SOURCE RECORDS START

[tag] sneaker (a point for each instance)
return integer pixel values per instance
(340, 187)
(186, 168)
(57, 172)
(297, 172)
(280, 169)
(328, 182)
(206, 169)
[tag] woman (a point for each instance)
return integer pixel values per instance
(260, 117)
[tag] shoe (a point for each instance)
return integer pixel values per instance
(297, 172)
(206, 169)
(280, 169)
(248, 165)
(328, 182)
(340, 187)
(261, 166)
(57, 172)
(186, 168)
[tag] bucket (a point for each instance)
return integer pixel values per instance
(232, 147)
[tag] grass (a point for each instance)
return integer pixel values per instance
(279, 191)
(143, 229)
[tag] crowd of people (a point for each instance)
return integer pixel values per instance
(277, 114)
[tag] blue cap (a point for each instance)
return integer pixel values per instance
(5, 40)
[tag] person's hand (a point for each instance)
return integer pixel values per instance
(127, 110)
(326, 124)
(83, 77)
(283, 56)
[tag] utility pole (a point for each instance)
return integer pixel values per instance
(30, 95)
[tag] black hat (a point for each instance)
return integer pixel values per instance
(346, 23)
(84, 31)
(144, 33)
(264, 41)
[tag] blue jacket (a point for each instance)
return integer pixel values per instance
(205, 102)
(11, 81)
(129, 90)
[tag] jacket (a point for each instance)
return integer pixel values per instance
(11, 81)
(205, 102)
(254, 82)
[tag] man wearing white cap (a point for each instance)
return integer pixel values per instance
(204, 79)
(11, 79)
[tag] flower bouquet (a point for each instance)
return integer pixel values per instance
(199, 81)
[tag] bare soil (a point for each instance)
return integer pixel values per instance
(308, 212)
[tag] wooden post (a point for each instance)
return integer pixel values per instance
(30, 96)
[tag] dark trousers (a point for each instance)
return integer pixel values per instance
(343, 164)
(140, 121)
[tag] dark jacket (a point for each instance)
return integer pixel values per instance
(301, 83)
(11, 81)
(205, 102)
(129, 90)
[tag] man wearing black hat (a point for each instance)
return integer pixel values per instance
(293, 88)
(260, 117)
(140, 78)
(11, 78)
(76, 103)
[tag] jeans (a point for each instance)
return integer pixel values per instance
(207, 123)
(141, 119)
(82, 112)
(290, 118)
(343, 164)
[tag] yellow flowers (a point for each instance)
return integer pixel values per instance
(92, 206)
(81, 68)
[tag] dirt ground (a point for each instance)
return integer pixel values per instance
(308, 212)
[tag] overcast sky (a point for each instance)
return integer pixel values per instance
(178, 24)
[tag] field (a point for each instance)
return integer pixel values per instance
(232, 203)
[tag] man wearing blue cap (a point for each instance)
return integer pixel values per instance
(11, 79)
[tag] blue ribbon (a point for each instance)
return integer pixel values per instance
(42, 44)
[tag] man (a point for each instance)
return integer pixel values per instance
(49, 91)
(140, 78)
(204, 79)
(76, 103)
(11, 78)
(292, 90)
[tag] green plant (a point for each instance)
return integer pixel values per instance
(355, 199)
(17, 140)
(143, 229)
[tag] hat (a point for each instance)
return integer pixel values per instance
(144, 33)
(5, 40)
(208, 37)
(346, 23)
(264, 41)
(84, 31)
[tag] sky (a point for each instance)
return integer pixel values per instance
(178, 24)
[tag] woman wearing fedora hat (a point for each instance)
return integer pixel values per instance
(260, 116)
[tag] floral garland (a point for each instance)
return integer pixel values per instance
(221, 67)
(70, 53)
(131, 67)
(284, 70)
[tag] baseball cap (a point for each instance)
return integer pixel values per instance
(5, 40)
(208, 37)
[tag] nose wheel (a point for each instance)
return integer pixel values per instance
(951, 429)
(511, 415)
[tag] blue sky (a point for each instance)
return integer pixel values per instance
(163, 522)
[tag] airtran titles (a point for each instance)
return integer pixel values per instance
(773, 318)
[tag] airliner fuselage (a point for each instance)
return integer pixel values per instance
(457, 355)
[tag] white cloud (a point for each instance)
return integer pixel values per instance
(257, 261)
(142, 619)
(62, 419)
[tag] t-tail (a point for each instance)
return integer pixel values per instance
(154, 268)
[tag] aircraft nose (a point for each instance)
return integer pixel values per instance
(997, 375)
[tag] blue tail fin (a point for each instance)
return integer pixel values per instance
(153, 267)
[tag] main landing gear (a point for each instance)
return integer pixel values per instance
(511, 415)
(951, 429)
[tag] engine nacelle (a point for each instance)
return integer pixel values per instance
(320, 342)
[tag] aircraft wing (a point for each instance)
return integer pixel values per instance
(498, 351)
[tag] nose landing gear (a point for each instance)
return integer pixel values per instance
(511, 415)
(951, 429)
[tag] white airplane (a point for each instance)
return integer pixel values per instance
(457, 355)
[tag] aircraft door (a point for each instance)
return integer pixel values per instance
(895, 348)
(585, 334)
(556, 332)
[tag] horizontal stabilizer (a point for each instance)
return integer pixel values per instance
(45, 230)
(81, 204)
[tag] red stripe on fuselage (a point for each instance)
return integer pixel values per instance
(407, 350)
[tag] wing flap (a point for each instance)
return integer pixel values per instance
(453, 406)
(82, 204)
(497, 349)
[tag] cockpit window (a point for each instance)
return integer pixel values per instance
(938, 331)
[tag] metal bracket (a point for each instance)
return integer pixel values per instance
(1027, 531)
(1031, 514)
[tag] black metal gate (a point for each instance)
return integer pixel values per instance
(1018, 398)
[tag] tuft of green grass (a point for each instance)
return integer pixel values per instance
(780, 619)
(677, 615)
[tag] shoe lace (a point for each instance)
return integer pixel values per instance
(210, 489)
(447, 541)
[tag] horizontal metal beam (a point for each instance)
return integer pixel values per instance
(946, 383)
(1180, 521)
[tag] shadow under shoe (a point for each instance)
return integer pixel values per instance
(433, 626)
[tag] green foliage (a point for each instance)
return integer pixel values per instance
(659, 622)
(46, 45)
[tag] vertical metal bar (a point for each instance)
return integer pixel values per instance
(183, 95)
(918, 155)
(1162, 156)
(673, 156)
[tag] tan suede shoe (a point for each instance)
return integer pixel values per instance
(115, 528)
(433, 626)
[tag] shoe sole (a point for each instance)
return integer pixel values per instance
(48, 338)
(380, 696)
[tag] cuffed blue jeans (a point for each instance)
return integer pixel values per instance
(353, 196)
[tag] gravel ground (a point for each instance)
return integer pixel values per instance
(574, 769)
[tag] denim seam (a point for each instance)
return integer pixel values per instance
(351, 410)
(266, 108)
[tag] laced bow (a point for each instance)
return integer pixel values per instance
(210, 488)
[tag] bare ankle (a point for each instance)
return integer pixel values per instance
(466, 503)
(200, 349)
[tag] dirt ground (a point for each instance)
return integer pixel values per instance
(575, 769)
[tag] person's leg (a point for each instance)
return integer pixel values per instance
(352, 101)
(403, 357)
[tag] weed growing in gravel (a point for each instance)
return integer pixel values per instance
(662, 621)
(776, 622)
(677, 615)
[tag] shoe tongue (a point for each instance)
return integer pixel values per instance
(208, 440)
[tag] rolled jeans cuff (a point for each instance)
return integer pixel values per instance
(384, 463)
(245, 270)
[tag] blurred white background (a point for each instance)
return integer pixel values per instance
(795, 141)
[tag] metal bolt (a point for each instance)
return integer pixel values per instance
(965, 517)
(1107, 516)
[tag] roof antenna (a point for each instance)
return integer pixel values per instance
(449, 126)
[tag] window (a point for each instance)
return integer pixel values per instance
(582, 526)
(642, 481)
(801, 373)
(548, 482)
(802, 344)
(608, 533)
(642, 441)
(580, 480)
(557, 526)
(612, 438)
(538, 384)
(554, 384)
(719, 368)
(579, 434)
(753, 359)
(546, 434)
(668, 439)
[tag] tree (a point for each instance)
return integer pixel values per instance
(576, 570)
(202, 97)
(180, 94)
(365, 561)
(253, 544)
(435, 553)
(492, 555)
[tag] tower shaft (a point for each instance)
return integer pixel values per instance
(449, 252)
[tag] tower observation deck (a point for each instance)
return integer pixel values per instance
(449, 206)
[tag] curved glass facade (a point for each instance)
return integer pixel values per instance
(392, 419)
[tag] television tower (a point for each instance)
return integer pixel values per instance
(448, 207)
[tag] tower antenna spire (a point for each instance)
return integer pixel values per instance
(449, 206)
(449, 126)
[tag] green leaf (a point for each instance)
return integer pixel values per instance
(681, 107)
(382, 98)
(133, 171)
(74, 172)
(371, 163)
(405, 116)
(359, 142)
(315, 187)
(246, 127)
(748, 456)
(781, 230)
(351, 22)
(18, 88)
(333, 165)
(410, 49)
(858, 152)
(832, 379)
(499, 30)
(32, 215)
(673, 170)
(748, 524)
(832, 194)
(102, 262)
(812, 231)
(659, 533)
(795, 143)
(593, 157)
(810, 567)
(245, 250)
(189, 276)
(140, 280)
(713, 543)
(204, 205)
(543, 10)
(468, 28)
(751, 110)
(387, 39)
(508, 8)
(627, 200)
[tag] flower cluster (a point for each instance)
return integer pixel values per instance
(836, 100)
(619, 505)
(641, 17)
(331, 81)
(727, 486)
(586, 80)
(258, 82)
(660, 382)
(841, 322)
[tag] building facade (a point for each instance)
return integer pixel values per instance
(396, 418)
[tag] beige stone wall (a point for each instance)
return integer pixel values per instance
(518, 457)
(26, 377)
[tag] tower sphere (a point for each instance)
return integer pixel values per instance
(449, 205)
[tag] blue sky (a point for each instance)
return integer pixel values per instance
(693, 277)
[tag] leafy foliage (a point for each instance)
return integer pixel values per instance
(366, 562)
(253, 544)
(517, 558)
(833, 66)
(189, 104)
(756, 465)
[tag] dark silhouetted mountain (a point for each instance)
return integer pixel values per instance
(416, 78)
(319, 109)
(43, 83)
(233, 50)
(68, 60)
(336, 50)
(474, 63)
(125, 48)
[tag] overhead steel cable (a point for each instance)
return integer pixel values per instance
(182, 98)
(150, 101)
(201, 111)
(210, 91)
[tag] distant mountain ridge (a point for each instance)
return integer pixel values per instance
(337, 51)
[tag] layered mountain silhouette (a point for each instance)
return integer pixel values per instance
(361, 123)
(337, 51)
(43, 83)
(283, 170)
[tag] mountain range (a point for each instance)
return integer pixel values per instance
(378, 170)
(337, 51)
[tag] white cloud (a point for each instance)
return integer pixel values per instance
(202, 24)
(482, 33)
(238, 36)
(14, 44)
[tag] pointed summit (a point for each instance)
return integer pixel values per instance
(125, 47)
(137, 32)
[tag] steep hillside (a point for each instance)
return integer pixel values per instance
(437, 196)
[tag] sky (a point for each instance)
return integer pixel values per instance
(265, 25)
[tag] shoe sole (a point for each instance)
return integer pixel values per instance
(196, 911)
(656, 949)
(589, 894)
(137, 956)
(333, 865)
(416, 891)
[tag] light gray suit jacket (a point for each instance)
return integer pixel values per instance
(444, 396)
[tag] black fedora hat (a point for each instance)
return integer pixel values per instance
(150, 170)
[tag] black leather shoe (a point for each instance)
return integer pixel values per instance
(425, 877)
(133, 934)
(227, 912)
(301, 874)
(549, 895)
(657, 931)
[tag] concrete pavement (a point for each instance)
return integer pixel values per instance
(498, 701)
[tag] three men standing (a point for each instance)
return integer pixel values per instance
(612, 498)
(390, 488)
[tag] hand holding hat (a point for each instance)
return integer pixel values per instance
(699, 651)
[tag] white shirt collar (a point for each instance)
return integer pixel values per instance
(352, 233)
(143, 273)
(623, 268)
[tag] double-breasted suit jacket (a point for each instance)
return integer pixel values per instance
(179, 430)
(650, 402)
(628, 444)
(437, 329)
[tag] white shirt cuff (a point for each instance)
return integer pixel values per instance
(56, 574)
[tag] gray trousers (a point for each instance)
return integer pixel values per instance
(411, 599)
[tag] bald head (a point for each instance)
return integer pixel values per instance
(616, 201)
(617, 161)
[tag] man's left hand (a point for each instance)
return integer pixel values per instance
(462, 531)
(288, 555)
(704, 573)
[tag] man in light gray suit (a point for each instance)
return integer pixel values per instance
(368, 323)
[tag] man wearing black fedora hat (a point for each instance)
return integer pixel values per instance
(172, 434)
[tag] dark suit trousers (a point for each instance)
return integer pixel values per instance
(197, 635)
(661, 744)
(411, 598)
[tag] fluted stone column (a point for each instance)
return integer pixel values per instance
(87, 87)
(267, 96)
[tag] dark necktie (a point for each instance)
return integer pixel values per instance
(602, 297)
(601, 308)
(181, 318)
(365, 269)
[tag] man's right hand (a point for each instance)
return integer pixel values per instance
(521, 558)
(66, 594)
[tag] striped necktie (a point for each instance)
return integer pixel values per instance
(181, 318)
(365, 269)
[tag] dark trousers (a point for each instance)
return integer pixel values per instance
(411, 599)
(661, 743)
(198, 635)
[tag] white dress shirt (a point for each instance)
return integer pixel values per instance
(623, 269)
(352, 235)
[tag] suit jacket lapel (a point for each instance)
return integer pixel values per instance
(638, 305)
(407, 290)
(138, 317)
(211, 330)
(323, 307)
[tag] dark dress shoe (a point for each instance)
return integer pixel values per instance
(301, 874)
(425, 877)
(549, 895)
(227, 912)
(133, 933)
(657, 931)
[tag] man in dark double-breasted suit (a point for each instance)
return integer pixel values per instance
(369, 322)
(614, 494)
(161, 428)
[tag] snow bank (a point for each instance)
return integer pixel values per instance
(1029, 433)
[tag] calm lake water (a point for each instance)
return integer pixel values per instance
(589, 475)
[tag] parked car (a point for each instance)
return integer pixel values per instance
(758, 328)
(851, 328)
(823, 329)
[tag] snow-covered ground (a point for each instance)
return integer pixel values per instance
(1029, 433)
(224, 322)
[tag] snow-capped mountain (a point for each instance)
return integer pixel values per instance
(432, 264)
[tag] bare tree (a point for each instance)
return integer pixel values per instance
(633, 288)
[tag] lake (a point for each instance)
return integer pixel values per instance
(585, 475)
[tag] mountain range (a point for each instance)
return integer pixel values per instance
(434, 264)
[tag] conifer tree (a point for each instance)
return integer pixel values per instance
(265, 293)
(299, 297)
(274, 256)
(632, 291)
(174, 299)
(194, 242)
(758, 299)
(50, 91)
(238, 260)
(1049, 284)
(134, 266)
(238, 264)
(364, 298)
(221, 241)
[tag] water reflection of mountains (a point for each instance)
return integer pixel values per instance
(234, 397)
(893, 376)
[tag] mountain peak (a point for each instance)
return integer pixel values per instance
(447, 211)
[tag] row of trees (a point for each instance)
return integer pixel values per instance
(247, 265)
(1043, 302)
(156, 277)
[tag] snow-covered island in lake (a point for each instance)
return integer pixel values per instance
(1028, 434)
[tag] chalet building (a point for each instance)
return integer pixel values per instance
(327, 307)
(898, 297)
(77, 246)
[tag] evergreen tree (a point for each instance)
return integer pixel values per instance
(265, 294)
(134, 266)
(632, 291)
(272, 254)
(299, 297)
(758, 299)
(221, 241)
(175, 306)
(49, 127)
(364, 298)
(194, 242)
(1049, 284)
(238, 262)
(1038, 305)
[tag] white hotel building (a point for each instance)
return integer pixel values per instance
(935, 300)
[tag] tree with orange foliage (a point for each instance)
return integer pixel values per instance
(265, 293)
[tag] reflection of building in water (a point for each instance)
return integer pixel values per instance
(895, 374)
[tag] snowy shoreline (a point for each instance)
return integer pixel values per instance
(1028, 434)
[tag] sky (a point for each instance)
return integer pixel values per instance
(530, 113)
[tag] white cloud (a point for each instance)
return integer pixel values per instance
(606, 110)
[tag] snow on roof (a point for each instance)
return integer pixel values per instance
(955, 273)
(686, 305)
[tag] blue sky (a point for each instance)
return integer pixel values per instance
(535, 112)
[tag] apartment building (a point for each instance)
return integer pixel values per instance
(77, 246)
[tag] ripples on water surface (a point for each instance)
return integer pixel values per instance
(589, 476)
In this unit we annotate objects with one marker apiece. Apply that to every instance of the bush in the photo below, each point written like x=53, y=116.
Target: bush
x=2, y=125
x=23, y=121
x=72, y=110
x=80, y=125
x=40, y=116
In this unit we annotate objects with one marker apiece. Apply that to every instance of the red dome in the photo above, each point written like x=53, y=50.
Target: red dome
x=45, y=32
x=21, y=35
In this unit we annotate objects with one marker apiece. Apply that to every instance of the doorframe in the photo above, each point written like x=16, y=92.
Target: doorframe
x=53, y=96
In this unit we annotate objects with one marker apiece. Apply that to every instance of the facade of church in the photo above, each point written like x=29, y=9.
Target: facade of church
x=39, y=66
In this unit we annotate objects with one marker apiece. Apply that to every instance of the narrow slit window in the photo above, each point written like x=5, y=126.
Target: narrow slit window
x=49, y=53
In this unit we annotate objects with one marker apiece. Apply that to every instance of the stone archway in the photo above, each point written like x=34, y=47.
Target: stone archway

SOURCE RECORDS END

» **INSTRUCTIONS FOR THE TASK**
Search the entries above for "shirt". Return every line that has it.

» **EXERCISE OUTPUT**
[tag] white shirt collar (a point for each instance)
[tag] white shirt cuff (a point for each instance)
[tag] white dress shirt (a point for each instance)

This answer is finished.